#### Text provided
The reality of the situation is that without devoting a fair bit of time to it you won't be able to develop CRC code from scratch. For professionals time is often of the essence and while gaining an in-depth understanding of the particulars of CRC implementations is nice it's probably not what you're being paid to do. Luckily, there are resources that you can use which will help you implement common CRC algorithms quickly and (more importantly) correctly. 

The goal of this article is to show you how to implement common CRC algorithms quickly and with a minimum of fuss. It will not discuss any of the following:

Explaining how CRCs work - While I think I understand how CRCs work I'm in no way qualified to explain it to anyone else. Quite frankly, the how of CRCs is a heavy topic that touches on a lot of areas that are difficult for me. The ur-reference for CRCs is 'A PAINLESS GUIDE TO CRC ERROR DETECTION ALGORITHMS' by Ross N. Williams. It's a hand-formatted text file, so it's very trustworthy.

Writing CRC code from scratch - There's rarely a need to reinvent the wheel in a professional setting but if you find that the approach in this article is lacking in one aspect or another (speed, memory usage, etc.) you may need to roll your own implementation. If you want a guide to writing your own CRC code, try the Barr Group's article on implementing CRCs.

Choosing the 'best' CRC algorithm/polynomial - Entire books and academic papers have been written on choosing the 'best' or at least, most appropriate CRC algorithm for specific situations. This article couldn't hope to scratch the surface. If you're interested in finding the 'best' algorithm for a particular purposes, start by reading Philip Koopman's CRC blog and in particular, his article on the best CRC polynomials to use.

This article doesn't need to focus on any of those questions because it turns out there are several standard CRCs that tend to be used often. For example, Bluetooth uses one called CRC-16 (which, amazingly enough, produces a 16-bit CRC value). There's also CRC-32 which is even more popular: it's used in Ethernet, MPEG-2, PNG, Gzip and in many other places. These are well-understood and have been independently implemented hundreds if not thousands of times. In fact they are so well-understood that there exists a Python utility which can automatically generate C implementations for a variety of these well-known CRCs: PyCRC.
########
=== Problems and tasks ===
(1) In the CRC article, which standard CRC is Bluetooth said to use?
(2) Continue the CRC article beyond its final sentence.
The records that follow the CRC article are unrelated to it.
#### Data records
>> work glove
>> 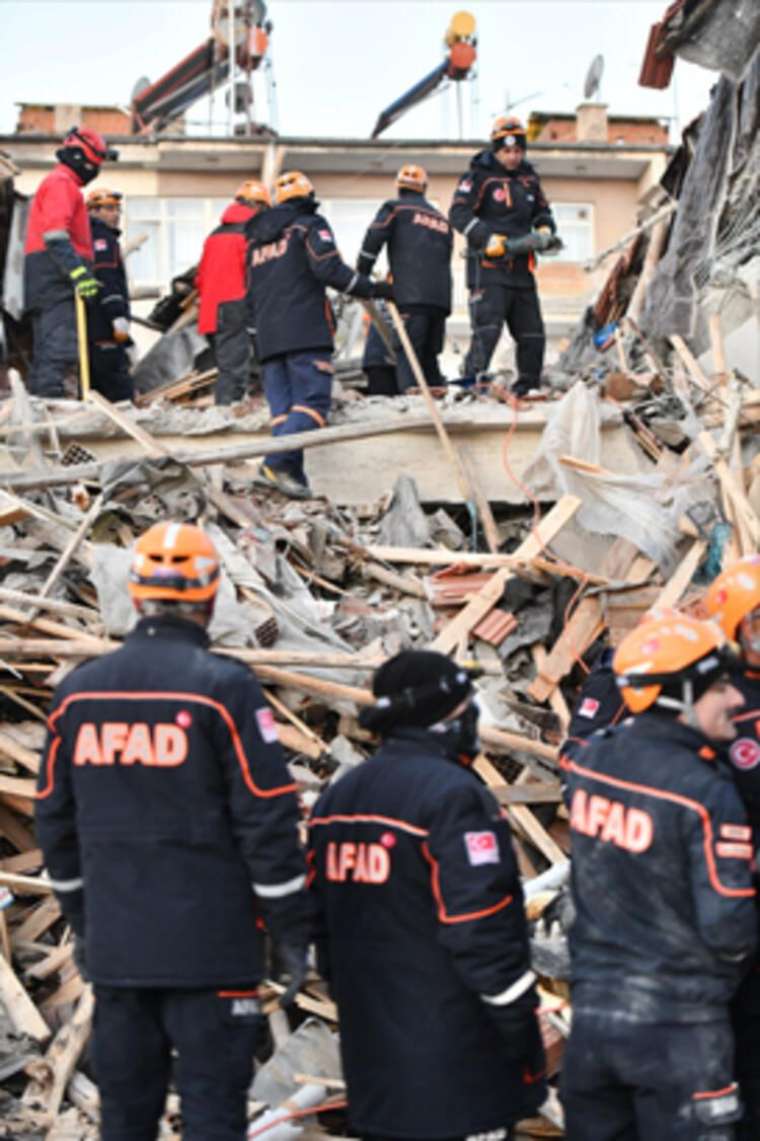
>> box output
[485,234,507,259]
[486,987,543,1073]
[111,317,130,345]
[72,934,90,982]
[534,226,563,253]
[370,282,394,301]
[68,266,100,298]
[274,940,307,1006]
########
=== Answers to each task ===
(1) CRC-16

(2)
It is capable of generating this code for either named CRC models or for CRC models specified by their fundamental parameters:

• Width - The size (in bits) of the resulting CRC
• Poly - The hexadecimal representation of the CRC polynomial
• Reflect In - True or False: whether to perform a reflection operation on the input of the CRC algorithm
• XOR In - The initial data value used when calculating the CRC
• Reflect Out- True or False: whether to perform a reflection operation on the output of the CRC algorithm before returning the final result
• XOR Out- The value to XOR the result of the CRC algorithm with before returning it

You'll notice I was rather vague about what all of these actually mean. The reasoning behind that is twofold:

1. The explanations of these parameters are out of the scope of this article: instead, you should just consider the values of these parameters as inputs to PyCRC. Understanding them is unnecessary for this article and possibly confusing. 
2. You don't need to know anything about these parameters if you simply want to implement a well-known algorithm - PyCRC knows the right values for common algorithms already.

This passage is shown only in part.